Records from a data collection
*** Block opens ***

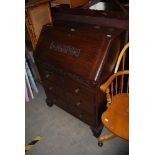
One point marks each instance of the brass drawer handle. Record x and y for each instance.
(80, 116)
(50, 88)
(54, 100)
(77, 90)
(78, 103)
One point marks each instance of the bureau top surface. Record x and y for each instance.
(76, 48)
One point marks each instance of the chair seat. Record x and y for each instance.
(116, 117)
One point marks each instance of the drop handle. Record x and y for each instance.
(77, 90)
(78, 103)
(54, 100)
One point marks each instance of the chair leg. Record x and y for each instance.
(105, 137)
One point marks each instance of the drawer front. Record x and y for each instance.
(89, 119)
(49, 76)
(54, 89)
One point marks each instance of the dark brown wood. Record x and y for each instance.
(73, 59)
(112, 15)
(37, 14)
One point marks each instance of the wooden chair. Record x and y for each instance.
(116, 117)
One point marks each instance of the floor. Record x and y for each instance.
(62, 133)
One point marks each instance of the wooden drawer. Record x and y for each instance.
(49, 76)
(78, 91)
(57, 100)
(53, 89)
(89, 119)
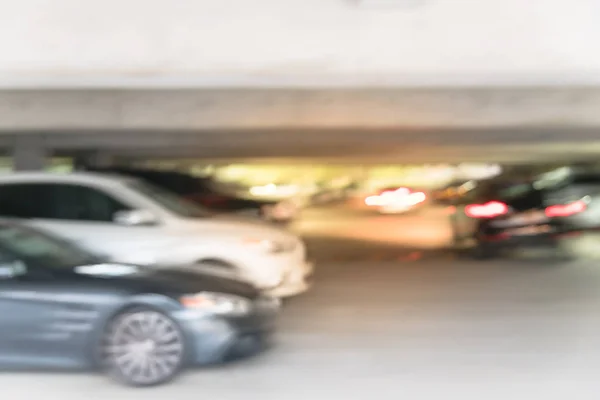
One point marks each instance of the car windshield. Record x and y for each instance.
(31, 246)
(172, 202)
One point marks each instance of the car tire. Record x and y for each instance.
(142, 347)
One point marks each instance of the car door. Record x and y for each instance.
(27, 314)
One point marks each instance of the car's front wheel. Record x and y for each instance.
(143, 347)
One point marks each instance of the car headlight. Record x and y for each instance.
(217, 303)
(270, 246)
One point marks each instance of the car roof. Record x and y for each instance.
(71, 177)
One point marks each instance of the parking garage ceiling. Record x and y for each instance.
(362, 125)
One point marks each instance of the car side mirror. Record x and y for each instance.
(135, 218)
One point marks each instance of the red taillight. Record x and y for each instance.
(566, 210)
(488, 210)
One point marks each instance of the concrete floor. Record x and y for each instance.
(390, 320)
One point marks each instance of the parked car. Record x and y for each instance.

*** Block closes ***
*** Block opens ***

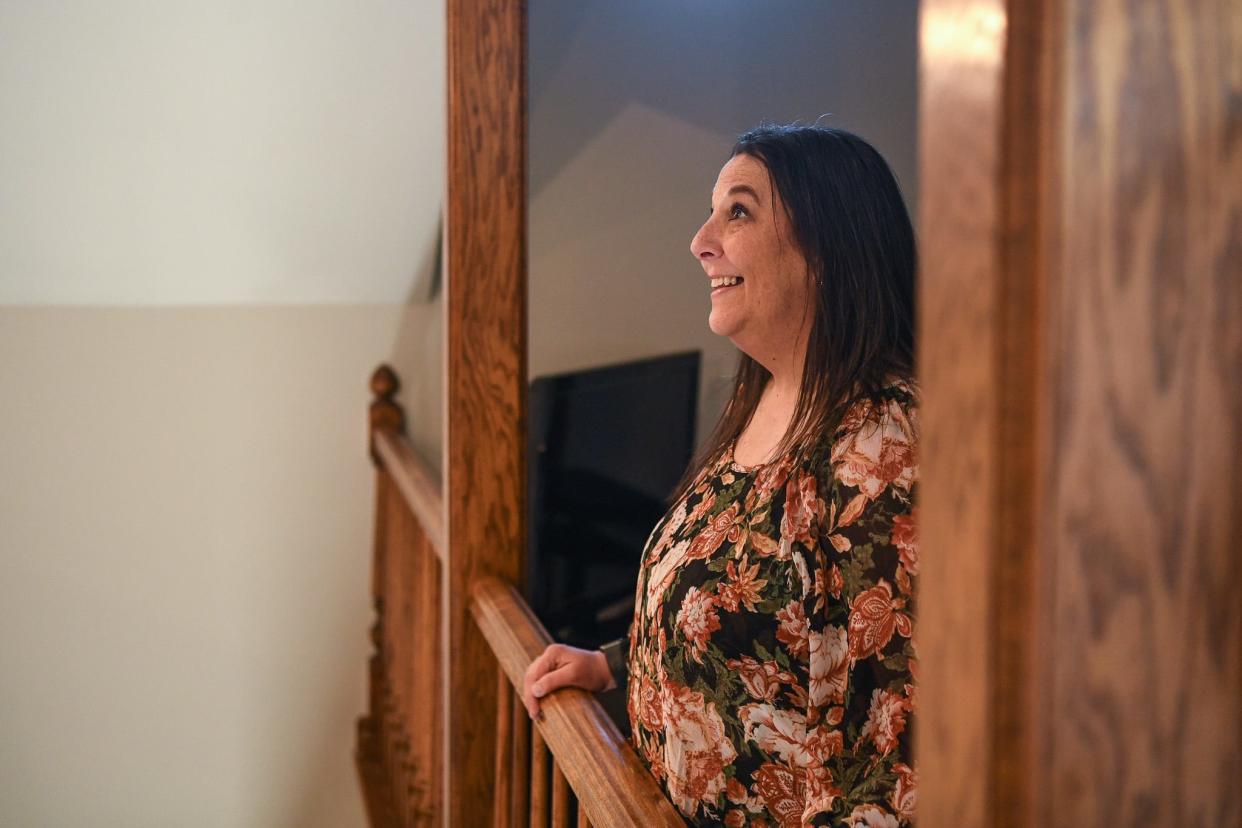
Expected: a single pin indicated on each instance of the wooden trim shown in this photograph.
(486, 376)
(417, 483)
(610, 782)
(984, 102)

*** Block closes ***

All that is wanted is an exact copy of the lines above from the one with "One point marks each instance of the car windshield." through the one with "One point marks each instance of the parked", with both ends included.

One point marks each instance of the car windshield. Record x and y for each instance.
(31, 246)
(172, 202)
One point marks each instance of the car tire. Record x and y for each instance.
(142, 347)
One point marks each instance of the car door. Record x and y for each instance.
(27, 314)
One point marks each instance of the car's front wheel. Record x and y for each instance.
(143, 347)
One point marks each instance of the car headlight. Record x and y for each instance.
(217, 303)
(270, 246)
One point marks each instance of the car roof. Record x and y for each instance.
(71, 177)
One point marks each instance of the parking garage ceiling. Record x and y for each instance.
(362, 125)
One point marks each instance of the car side mirror. Record x and y for each instance.
(135, 218)
One point marks each instance of the red taillight. Record x and y for each instance.
(566, 210)
(488, 210)
One point marks each instance of the concrete floor. Record x and y for each instance.
(390, 320)
One point marks each instance of the parked car. Record x and y for each instance.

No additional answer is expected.